— START Given passage —

There were no remaining indications of decayed wood found except for the darker discolorations or black organic mold with thin discontinuous water-laid sand laminated between the darker soil areas. Vertical profiles through the footing ditch indicated horizontally laid logs probably pegged together. Early difficulties in planning the area to discover post molds were thus explained.

Inside the enclosure were rectangular areas of dark soil suggesting the decay of numerous logs. These were considered to be indications of what had once been cabins or storerooms.

Both in and around the enclosure were found burials of Indians of all ages and sexes, associated with European trade artifacts and objects of Indian manufacture, including pottery. A number of burial tracts not previously observed were encountered. The prevailing custom of primary flexed burials was noted, corresponding in this respect to burials at Lamar and other sites. However, the presence of artificial frontal deformation in a number of burials implied that this custom was much more prevalent in historic than in prehistoric times. Also several burials, again associated with European objects, were definitely cremated. The calcined bones had been heaped together and buried with guns, knives, axes, beads, iron ornaments, and other items.

In addition to the burials in and around the enclosure there were numerous indications of house sites in the form of broad oval wall continuities traced out from post-hole alignments. The tendency for large domestic pits to be located in the center of these simple timber houses was noted in several instances and generous quantities of pottery, animal bones, flint scrap, and artifacts, scattered European objects, including some glassware and crockery, were taken from the fill. The houses were small, usually not exceeding 15 feet in diameter, and were sometimes smaller.

The implied construction consisted of light sapling wall timbers probably bent and tied to form the roof, with brush or reeds covering the whole. Sod might have been used also but this was not evidenced in the debris.

In addition to the house sites there were uncovered numerous refuse pits not definitely associated with post-hole indications of house floors. Midden materials found in situ on the occupation level on which the houses were troweled out added to the data of exploration around the enclosures.

Another interesting feature was the profiled indication of a beaten trail terminating in front of the entrance to the trading post site. In profile the trail appeared as a ditch-like excavation 6 to 8 feet wide varying from 14 to 24 inches in depth. A bluish mucky clay fill in the bottom of the trail impression implied gradual deposition of clay sediments in stagnant water. The upper fill consisted mostly of water-laid or wind-blown sand.

The same trail indications had been followed at 50-foot intervals all the way across the plateau from a point at the extreme northeast rim margin beyond the outer dugout series north of Mound D to a point converging on the entrance of the trading post. The total extent of the trail thus surveyed was approximately three-quarters of a mile. Beyond the entrance to the enclosure the trail was picked up again in profile and carried southeast toward the river, dropping down from the plateau below the lower west slopes of Mound B. Beyond that point present explorations have not been attempted to trace the trail to its intersection with the river. In all likelihood river erosion has destroyed any vestiges in the plain below the plateau.

— END Given passage —
— START Entries shown —

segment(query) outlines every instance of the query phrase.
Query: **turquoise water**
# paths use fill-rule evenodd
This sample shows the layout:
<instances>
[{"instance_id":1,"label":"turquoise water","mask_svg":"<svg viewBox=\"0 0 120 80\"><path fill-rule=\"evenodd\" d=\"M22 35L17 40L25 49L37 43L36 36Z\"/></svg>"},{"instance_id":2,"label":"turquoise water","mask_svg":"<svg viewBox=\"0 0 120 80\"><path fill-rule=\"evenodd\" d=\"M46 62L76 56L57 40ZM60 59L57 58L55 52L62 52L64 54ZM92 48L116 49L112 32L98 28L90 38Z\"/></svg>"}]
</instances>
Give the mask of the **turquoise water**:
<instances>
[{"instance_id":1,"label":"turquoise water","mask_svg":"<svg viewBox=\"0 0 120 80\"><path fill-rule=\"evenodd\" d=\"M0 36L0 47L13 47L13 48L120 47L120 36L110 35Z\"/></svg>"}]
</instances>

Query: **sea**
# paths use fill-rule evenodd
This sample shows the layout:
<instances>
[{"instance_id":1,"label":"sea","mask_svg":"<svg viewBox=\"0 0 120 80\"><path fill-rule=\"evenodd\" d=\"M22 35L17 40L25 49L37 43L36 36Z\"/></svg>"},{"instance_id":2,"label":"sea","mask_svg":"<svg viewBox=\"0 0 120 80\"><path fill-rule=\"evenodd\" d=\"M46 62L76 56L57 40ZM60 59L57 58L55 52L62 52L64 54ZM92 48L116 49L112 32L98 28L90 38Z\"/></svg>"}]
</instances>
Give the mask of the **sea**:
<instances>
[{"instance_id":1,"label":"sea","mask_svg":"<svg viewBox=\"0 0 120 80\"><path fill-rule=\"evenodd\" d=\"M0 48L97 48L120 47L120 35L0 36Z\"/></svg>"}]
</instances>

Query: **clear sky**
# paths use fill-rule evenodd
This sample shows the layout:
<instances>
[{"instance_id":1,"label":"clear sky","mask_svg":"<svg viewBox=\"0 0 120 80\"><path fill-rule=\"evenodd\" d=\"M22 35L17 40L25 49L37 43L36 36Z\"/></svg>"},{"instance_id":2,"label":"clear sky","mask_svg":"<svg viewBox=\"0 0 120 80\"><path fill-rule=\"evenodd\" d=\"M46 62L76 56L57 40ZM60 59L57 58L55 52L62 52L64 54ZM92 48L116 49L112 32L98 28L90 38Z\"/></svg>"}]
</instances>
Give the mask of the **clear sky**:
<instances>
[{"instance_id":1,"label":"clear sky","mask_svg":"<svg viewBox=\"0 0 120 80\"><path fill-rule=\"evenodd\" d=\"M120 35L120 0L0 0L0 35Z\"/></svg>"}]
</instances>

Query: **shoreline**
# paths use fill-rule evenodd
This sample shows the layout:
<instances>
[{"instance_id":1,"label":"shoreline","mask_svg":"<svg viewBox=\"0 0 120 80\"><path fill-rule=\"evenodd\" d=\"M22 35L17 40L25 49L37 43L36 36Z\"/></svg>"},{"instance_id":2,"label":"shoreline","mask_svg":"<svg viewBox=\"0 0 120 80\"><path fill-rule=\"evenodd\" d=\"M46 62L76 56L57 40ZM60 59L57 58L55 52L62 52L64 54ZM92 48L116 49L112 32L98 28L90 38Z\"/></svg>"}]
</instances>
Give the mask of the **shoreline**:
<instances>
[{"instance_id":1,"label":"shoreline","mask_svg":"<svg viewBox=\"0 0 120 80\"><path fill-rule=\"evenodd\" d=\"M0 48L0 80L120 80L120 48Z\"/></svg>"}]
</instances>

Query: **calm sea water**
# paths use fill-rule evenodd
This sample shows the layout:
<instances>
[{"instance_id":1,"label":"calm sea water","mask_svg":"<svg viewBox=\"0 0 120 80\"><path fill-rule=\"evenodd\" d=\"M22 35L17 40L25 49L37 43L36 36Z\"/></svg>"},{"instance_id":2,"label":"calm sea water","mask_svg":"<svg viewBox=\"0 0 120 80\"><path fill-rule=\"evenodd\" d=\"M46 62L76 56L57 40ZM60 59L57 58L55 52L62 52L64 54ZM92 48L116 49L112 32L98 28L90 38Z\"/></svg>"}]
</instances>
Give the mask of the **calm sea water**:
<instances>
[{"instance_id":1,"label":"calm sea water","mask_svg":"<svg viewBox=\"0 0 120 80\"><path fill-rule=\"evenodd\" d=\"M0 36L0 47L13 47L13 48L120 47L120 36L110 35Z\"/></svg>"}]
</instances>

— END Entries shown —

> [Your goal]:
Extend the trading post excavation report past its last sentence. The listing was taken from a different source than the text.

> [Answer to the problem]:
Another structural feature of importance was brought out in final exploration around the footing ditch. This was a moat-like ditch, separated by an average distance of 20 feet from the footing ditch, which indicated the line of the trading post stockade. The borrow ditch ran parallel to the footing ditch around four of the sides. It did not extend in front of the broadest or base side. The width averaged 10 feet with gently sloping sides; the depth varied from 2-1/2 to 3 feet. The fill showed a bluish mucky clay in the bottom with water-laid sands and loams in the top fill. Midden accumulations, refuse pits which had been cut through in the process of making the moat-like ditch, burials made in the floor after the excavations were made, all served to substantiate the view that the ditch was obviously related to the structure of the five-sided enclosure.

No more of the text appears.